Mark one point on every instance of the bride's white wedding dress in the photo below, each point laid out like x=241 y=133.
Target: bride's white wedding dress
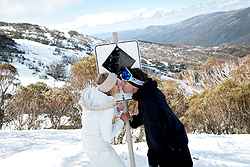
x=98 y=130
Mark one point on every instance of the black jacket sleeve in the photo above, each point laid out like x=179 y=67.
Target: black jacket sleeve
x=136 y=121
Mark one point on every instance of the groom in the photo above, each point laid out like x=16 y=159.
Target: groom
x=165 y=134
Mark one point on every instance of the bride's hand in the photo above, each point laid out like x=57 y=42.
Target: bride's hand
x=120 y=107
x=125 y=116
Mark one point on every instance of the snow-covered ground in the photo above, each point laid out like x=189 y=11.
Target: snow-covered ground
x=40 y=56
x=63 y=148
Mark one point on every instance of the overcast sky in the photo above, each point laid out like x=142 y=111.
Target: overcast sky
x=98 y=16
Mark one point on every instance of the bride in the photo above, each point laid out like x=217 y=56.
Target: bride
x=98 y=130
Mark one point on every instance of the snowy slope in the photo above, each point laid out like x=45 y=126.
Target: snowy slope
x=38 y=57
x=63 y=148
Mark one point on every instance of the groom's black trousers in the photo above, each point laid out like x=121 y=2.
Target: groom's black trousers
x=172 y=157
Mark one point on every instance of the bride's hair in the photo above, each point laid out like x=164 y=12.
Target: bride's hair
x=100 y=79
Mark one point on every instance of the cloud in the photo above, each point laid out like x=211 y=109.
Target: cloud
x=115 y=17
x=30 y=9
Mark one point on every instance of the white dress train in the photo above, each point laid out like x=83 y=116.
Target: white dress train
x=98 y=130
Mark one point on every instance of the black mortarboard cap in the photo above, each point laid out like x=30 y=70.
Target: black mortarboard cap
x=117 y=60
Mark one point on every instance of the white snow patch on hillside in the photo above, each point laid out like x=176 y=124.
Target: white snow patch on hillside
x=63 y=148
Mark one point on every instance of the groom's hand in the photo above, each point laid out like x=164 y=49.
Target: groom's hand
x=125 y=116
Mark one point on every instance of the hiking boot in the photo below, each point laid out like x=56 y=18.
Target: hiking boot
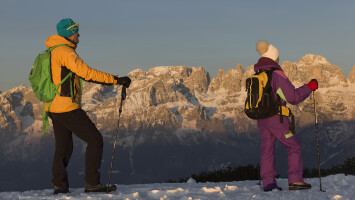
x=299 y=186
x=271 y=187
x=99 y=188
x=58 y=190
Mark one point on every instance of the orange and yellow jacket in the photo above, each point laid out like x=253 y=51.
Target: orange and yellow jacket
x=64 y=60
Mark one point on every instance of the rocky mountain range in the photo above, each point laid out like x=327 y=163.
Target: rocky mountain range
x=176 y=121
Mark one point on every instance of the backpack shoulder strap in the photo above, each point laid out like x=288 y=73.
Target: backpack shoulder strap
x=53 y=47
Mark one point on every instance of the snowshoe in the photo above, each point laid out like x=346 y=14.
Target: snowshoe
x=271 y=187
x=299 y=186
x=99 y=188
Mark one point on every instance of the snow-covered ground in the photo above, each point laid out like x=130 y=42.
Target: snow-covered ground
x=335 y=186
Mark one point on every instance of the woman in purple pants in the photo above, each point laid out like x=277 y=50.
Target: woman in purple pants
x=273 y=128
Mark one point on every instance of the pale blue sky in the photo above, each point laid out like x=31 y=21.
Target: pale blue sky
x=118 y=36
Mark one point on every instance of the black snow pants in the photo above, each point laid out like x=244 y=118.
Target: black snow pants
x=77 y=122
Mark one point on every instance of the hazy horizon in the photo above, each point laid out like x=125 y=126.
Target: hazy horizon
x=120 y=36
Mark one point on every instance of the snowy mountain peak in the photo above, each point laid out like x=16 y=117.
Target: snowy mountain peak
x=351 y=77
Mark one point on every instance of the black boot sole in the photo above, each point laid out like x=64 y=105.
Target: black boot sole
x=63 y=191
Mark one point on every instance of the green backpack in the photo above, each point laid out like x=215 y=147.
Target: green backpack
x=42 y=84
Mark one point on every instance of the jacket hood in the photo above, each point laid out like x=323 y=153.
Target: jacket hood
x=265 y=63
x=56 y=39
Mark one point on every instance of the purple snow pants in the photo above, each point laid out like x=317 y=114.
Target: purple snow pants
x=270 y=130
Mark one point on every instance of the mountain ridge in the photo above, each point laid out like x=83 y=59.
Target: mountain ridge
x=178 y=117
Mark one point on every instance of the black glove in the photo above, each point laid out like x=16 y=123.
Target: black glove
x=125 y=81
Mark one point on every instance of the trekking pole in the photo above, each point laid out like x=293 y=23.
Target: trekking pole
x=123 y=97
x=316 y=123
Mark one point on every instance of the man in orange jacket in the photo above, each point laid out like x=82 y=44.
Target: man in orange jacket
x=66 y=113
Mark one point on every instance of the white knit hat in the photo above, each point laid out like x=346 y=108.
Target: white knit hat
x=267 y=50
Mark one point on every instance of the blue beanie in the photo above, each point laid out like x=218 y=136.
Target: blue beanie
x=67 y=27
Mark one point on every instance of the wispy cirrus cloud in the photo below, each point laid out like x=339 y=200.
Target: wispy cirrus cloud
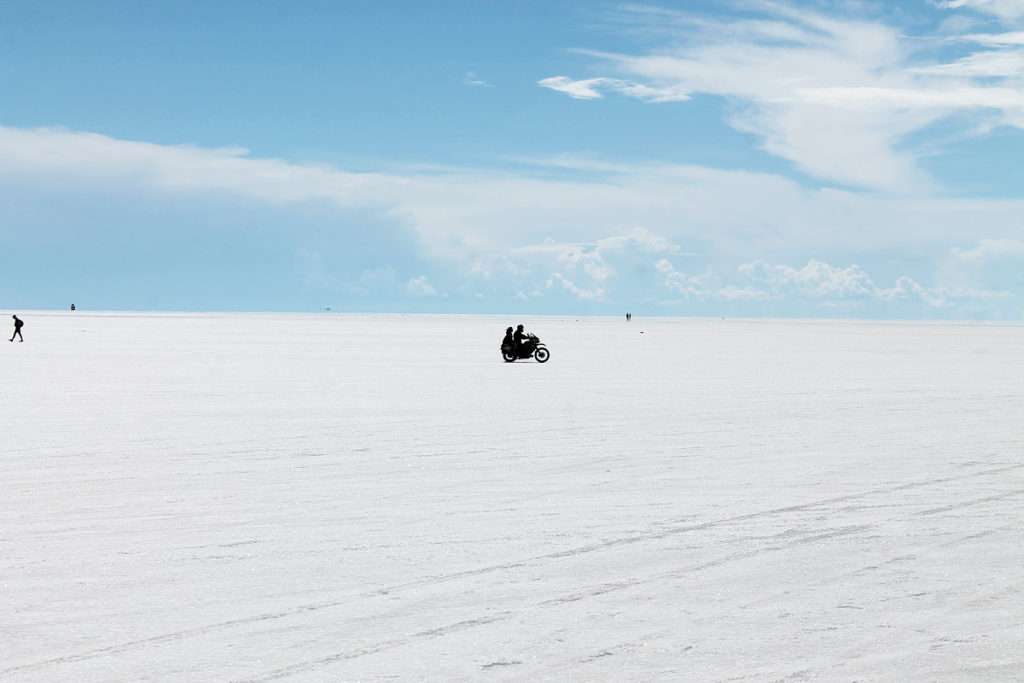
x=628 y=231
x=472 y=80
x=1008 y=10
x=837 y=96
x=593 y=88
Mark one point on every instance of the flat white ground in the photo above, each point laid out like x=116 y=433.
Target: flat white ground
x=326 y=498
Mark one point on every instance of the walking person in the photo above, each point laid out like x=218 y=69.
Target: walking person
x=18 y=324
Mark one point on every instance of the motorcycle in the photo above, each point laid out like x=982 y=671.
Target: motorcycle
x=531 y=348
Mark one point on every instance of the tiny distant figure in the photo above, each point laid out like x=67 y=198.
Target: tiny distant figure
x=17 y=329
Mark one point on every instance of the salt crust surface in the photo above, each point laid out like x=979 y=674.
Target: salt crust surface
x=327 y=498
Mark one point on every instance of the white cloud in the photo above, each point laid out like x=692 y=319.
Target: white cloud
x=996 y=39
x=467 y=213
x=990 y=250
x=592 y=88
x=472 y=80
x=836 y=96
x=1009 y=10
x=592 y=239
x=817 y=284
x=420 y=287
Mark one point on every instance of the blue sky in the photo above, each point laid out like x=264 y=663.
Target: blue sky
x=750 y=158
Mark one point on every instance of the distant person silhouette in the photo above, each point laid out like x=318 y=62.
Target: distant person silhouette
x=17 y=329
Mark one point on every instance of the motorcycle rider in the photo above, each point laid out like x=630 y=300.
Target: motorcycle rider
x=517 y=339
x=508 y=342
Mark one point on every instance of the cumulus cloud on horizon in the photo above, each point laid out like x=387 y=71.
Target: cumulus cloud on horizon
x=609 y=239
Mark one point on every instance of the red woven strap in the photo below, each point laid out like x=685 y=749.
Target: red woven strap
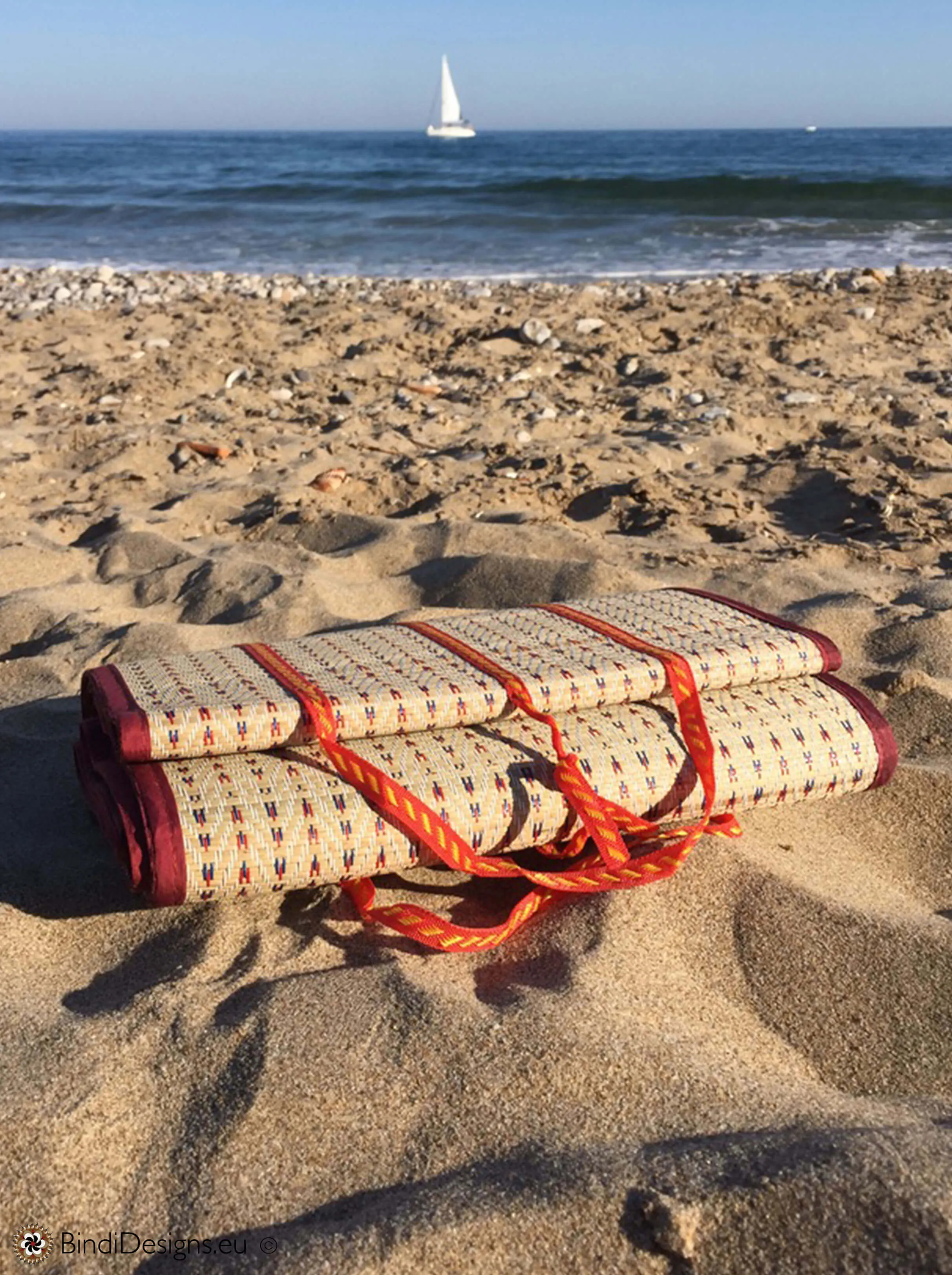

Direction:
Reproduce verbatim the lines of the listing from the one containing "Mark one point on every instance of the red" through the end of the listing, leaving out any pictures.

Correct response:
Mark one point on every instance of the red woven strap in the photo below, each point laid out like x=685 y=749.
Target: red woven strap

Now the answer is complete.